Task requirements: Pull out every line of the items that contains the string "xmin", matching case exactly.

Records for the task:
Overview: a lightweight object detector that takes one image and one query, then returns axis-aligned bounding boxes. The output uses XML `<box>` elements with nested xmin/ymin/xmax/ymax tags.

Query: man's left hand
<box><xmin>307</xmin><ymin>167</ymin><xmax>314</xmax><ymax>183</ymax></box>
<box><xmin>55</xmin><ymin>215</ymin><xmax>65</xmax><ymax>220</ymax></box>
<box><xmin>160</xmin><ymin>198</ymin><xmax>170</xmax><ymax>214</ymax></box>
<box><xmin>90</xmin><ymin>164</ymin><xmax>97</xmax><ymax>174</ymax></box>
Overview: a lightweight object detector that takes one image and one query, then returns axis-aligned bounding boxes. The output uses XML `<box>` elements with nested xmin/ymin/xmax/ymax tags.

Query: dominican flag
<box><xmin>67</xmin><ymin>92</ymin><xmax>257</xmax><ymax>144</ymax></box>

==

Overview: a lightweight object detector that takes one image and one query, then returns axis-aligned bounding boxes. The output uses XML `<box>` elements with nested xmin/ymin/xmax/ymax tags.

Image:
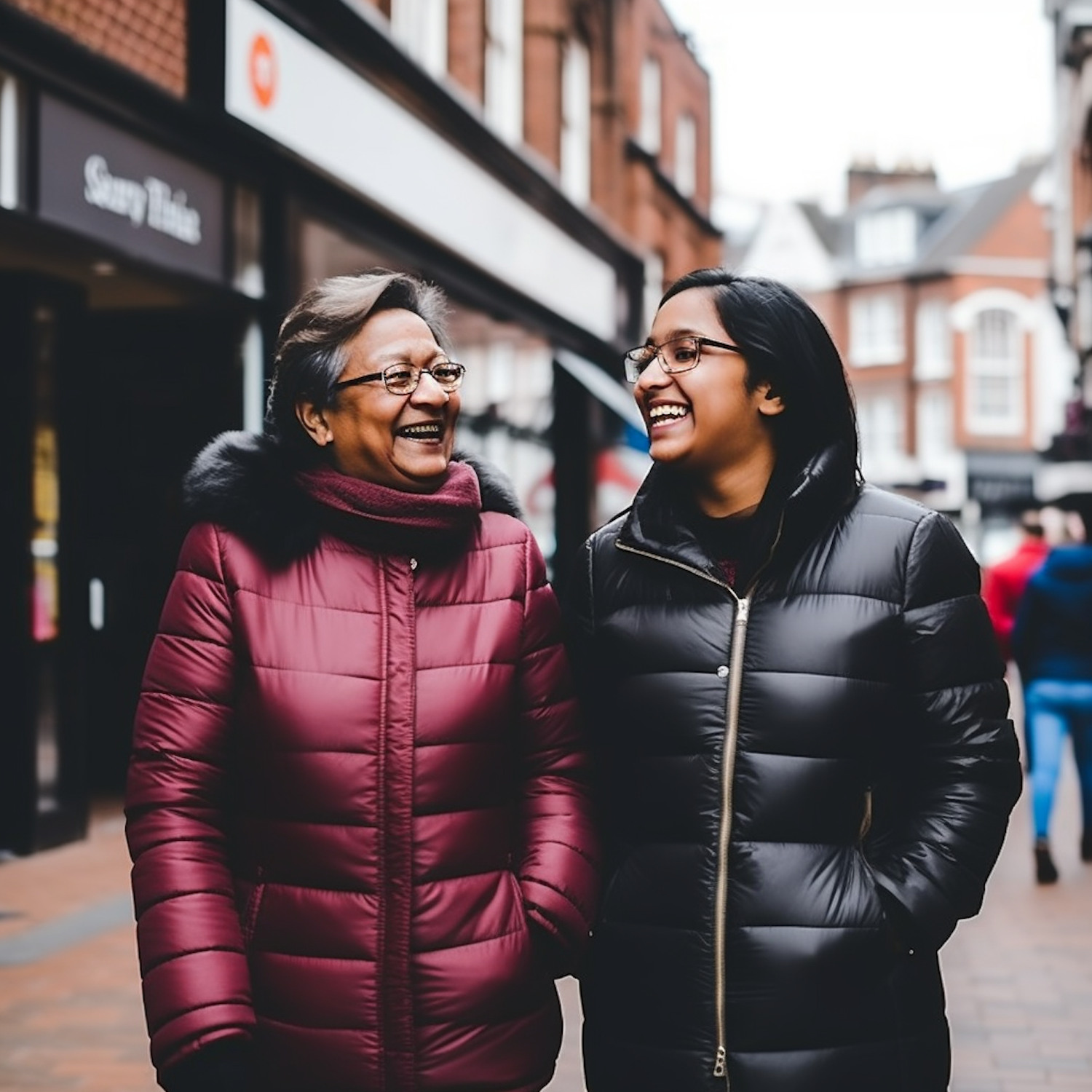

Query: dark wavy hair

Solution to this task:
Overview: a lightweight object detector that takes one image and one query, then returns axis-aligned bounding boxes. The output uses XML `<box>` elements with nested xmin/ymin/xmax/ymax tags.
<box><xmin>307</xmin><ymin>167</ymin><xmax>314</xmax><ymax>183</ymax></box>
<box><xmin>55</xmin><ymin>215</ymin><xmax>65</xmax><ymax>220</ymax></box>
<box><xmin>160</xmin><ymin>198</ymin><xmax>170</xmax><ymax>214</ymax></box>
<box><xmin>90</xmin><ymin>164</ymin><xmax>97</xmax><ymax>174</ymax></box>
Overview: a lightweight object detector that takes one image and one query, then returns axis-aligned bounding boxes. The output uses XML `<box>` elements with nested xmin/ymin/xmax/ymax tags.
<box><xmin>67</xmin><ymin>92</ymin><xmax>257</xmax><ymax>144</ymax></box>
Overview: a lightweight object detector that takes one image and one query, then returns axis-aligned bounding boxes. The output uses XML `<box>` elements with nested xmin/ymin/xmax/ymax tags.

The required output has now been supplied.